## Brief
Reproduce each of the records below verbatim, keeping every line unchanged.

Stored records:

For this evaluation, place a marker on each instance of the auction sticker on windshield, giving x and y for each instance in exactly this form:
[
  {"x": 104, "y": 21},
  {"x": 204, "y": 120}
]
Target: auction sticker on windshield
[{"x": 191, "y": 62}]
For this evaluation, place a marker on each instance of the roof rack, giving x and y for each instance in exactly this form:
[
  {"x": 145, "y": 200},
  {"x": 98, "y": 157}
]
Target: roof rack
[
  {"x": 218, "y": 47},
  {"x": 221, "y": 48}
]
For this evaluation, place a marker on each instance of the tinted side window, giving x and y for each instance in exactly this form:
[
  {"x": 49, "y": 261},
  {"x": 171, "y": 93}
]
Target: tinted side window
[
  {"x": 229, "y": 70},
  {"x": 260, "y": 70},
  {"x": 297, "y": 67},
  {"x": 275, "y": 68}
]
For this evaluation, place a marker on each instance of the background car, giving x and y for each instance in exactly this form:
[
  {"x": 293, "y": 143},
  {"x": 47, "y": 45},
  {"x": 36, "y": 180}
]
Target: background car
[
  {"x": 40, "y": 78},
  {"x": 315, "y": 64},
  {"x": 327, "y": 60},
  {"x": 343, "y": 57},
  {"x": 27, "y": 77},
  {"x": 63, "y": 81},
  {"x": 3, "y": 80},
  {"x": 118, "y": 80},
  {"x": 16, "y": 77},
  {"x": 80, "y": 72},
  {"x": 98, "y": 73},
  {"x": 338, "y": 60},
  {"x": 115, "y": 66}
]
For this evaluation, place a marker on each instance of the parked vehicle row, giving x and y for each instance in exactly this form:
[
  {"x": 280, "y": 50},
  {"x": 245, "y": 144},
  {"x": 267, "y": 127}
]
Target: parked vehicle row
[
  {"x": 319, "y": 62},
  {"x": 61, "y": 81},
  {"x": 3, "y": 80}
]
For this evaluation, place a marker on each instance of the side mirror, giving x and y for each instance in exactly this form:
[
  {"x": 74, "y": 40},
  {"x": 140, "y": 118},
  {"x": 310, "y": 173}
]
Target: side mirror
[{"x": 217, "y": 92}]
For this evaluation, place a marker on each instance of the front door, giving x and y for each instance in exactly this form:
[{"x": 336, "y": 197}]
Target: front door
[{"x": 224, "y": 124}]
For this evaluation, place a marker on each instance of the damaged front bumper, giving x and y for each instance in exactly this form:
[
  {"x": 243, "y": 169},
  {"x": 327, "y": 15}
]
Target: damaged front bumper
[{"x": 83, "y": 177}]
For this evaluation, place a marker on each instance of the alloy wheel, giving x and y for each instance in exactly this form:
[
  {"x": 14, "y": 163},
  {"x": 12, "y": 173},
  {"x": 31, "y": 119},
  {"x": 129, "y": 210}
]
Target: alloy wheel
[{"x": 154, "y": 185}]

## Solution below
For this evaluation, place a marker on each instance of the auction sticker on windshield, giving x and y for each instance in exactly this form:
[
  {"x": 104, "y": 21},
  {"x": 204, "y": 120}
]
Target: auction sticker on windshield
[{"x": 191, "y": 62}]
For this evaluation, place a marker on each instance of the roof rack, giving x and y for each instance in exactly this form:
[
  {"x": 145, "y": 200},
  {"x": 98, "y": 157}
]
Target: roof rack
[
  {"x": 218, "y": 47},
  {"x": 221, "y": 48}
]
For this evaluation, place a marker on each instance of the tinted side window, giving x and y for each instance in exactly this form:
[
  {"x": 49, "y": 261},
  {"x": 171, "y": 93}
]
Target: tinted side window
[
  {"x": 229, "y": 70},
  {"x": 260, "y": 70},
  {"x": 297, "y": 67},
  {"x": 275, "y": 68}
]
For this evaluation, place a marker on each instance of the background car, giving x and y for each instance in exactly this form:
[
  {"x": 293, "y": 143},
  {"x": 47, "y": 45},
  {"x": 36, "y": 180}
]
Target: background car
[
  {"x": 40, "y": 78},
  {"x": 315, "y": 64},
  {"x": 327, "y": 60},
  {"x": 343, "y": 57},
  {"x": 27, "y": 77},
  {"x": 63, "y": 81},
  {"x": 3, "y": 80},
  {"x": 118, "y": 80},
  {"x": 16, "y": 77},
  {"x": 80, "y": 72},
  {"x": 98, "y": 73},
  {"x": 338, "y": 60},
  {"x": 115, "y": 66}
]
For this evaluation, place a marker on each instance of the parked vehicle row, giving x and y for each instance in exactly this form:
[
  {"x": 280, "y": 50},
  {"x": 245, "y": 144},
  {"x": 267, "y": 127}
]
Target: parked vehicle row
[
  {"x": 319, "y": 62},
  {"x": 61, "y": 81},
  {"x": 3, "y": 80}
]
For this evaluation, place a marker on each instance of the side mirror, giving x and y for each instance in exactly this form:
[
  {"x": 74, "y": 40},
  {"x": 140, "y": 118},
  {"x": 310, "y": 173}
]
Target: side mirror
[{"x": 217, "y": 92}]
For this evaluation, place a marker on each instance of the front door, giving x and y for each instance in exactly this form:
[{"x": 336, "y": 197}]
Target: front door
[{"x": 224, "y": 124}]
For this evaluation, place a marker on each instance of the damaged front bumper, giving x and y for each instance in exactly this form:
[
  {"x": 243, "y": 169},
  {"x": 327, "y": 15}
]
Target: damaged front bumper
[{"x": 83, "y": 177}]
For this evaluation, place a marker on each instance of the alloy wheel, giving x and y for each instance in exactly this form:
[
  {"x": 14, "y": 163},
  {"x": 12, "y": 173},
  {"x": 31, "y": 119},
  {"x": 129, "y": 210}
]
Target: alloy wheel
[{"x": 154, "y": 185}]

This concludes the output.